**Data supplied:**
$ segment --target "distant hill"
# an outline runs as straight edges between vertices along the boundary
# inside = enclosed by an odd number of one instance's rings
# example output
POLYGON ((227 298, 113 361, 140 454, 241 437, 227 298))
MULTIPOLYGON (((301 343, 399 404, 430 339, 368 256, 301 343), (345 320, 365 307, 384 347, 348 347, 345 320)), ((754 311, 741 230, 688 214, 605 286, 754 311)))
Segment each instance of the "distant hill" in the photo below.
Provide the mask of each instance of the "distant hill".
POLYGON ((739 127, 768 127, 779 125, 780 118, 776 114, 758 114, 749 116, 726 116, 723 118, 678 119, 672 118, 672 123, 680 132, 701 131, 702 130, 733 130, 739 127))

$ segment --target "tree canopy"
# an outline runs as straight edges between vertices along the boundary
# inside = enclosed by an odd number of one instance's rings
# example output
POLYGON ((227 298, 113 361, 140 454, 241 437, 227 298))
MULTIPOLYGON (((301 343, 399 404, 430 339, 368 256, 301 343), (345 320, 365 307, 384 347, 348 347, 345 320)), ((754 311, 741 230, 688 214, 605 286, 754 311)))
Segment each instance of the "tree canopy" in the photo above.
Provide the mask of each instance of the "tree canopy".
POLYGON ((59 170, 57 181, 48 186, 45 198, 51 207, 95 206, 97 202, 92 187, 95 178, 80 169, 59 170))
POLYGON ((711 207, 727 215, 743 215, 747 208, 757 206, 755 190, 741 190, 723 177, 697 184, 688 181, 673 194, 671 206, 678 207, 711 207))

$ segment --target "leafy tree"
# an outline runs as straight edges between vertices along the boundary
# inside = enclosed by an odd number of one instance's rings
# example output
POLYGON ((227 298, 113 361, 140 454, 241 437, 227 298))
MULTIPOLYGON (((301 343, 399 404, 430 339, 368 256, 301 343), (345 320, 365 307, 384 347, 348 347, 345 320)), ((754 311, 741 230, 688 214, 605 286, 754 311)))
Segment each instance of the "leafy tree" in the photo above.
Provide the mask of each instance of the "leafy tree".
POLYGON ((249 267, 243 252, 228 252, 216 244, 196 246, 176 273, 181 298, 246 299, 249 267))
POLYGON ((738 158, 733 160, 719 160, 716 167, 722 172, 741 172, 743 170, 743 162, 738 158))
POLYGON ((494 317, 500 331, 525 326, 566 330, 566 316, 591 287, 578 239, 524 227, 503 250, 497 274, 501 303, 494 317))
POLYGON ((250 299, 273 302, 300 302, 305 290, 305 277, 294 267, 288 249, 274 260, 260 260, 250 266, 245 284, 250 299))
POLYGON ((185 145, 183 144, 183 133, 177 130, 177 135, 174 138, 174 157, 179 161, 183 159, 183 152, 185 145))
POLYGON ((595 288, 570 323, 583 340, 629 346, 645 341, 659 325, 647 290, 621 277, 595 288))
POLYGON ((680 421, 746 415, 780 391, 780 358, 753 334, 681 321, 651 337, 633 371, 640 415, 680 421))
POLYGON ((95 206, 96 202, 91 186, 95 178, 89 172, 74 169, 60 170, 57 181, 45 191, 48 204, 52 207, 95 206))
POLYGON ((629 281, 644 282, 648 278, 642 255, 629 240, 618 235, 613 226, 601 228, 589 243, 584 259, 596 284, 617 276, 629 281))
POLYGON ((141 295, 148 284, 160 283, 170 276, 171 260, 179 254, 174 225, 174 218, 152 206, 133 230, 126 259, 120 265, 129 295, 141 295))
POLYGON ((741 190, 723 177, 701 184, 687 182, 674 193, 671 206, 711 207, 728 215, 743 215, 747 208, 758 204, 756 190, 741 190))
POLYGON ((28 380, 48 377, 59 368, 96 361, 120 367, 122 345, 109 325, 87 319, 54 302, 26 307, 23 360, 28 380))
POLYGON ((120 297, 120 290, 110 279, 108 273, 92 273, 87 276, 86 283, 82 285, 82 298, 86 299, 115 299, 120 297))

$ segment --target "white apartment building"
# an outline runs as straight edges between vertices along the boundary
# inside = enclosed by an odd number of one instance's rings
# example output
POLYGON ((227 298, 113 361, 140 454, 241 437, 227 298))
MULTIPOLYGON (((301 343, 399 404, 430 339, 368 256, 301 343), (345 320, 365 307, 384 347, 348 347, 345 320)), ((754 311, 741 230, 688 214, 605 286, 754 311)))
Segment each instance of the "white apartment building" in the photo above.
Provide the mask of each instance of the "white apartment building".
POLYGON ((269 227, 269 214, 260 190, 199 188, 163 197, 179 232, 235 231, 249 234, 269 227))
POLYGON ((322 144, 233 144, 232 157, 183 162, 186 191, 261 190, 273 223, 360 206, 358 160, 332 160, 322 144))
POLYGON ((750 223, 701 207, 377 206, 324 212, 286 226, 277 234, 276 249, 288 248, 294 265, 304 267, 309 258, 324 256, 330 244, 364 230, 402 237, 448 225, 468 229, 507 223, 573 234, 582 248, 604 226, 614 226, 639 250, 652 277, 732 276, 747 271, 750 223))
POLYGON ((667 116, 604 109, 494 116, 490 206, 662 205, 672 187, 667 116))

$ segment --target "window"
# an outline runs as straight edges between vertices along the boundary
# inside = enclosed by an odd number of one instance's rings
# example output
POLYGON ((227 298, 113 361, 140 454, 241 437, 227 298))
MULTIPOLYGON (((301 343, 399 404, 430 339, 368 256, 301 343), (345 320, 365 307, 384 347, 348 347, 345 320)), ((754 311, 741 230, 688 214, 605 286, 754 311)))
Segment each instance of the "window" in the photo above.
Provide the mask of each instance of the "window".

**Task brief:**
Count the lines in the items above that contain the string "hill". Give only the number.

**Correct response:**
3